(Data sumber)
--- --- ---
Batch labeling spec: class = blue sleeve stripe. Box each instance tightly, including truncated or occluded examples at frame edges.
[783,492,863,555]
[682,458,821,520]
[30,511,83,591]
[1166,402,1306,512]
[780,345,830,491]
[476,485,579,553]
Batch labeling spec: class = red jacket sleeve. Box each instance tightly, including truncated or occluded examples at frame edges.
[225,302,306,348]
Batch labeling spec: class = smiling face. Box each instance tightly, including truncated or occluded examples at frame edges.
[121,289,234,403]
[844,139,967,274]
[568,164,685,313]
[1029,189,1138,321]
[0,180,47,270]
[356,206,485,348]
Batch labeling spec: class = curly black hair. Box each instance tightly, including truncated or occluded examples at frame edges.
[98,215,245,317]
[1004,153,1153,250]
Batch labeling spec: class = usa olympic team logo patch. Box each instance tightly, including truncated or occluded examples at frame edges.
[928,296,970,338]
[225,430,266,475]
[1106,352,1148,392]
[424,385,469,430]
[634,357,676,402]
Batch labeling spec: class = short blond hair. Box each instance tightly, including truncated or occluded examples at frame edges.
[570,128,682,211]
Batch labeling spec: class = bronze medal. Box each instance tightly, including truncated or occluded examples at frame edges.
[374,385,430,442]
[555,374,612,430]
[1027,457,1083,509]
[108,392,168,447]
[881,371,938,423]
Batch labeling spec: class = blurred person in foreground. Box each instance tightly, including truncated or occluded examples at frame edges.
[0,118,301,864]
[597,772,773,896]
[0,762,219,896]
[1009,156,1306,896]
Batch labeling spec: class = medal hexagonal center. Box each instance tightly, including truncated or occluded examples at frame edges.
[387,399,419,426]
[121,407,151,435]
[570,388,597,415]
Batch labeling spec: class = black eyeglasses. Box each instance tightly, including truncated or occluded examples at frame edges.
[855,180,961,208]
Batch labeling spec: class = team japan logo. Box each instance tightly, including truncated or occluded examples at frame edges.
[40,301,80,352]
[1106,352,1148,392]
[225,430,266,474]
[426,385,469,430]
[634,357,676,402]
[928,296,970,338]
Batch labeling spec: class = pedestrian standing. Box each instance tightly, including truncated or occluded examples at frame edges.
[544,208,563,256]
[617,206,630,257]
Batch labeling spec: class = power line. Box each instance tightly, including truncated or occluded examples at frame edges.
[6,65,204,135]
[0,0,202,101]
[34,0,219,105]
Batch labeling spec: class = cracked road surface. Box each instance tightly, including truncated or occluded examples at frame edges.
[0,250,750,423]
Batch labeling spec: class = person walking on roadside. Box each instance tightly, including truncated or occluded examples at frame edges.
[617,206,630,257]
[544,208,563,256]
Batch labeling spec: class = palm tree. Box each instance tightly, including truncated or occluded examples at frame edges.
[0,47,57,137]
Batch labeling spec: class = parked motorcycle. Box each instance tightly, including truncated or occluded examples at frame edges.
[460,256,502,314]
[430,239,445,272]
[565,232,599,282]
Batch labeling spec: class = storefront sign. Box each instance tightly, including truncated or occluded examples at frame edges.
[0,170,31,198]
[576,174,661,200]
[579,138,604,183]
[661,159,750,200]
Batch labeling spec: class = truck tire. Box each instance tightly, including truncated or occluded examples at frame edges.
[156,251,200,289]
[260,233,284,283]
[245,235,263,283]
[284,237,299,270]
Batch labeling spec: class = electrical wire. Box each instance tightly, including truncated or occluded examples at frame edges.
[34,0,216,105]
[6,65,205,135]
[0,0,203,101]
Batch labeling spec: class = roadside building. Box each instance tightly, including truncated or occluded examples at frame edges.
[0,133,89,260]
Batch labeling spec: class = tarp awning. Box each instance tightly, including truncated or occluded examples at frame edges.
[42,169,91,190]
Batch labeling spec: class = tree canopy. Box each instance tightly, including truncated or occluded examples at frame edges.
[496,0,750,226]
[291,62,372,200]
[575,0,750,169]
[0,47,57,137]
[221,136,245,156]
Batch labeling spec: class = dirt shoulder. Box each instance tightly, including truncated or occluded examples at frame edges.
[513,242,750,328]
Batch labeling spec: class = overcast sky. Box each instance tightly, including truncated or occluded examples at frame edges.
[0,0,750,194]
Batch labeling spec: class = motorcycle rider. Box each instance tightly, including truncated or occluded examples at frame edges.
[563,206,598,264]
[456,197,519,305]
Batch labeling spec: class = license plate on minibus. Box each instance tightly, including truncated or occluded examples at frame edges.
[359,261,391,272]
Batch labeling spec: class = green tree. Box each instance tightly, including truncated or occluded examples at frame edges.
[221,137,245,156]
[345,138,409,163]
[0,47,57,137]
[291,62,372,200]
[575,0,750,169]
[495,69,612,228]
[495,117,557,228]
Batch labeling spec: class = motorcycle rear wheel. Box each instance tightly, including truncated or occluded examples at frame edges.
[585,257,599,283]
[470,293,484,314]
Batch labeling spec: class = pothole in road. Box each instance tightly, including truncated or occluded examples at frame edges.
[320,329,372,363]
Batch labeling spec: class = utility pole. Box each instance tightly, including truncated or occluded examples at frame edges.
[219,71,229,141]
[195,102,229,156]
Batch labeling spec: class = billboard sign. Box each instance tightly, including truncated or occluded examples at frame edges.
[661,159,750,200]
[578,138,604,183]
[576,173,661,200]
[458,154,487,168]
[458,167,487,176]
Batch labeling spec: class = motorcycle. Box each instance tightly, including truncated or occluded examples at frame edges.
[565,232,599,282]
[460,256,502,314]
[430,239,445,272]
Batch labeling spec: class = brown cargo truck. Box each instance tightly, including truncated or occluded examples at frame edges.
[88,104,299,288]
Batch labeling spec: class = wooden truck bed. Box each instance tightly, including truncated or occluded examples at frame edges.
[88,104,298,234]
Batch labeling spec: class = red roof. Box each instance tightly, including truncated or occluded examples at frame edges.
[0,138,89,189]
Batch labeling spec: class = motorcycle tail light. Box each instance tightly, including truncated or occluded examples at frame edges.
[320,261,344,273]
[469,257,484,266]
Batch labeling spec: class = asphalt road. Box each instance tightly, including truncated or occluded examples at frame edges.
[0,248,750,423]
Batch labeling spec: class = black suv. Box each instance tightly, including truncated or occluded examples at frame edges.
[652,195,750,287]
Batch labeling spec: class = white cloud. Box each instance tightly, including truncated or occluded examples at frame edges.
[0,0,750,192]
--- --- ---
__Yang ditanyakan__: Berapa banyak baris dalam data di atas yang memuat kata "team"? Huruf besar dan kecil dibedakan; jawab hanya dengan angkanya.

__Contoh penyelesaian__: 2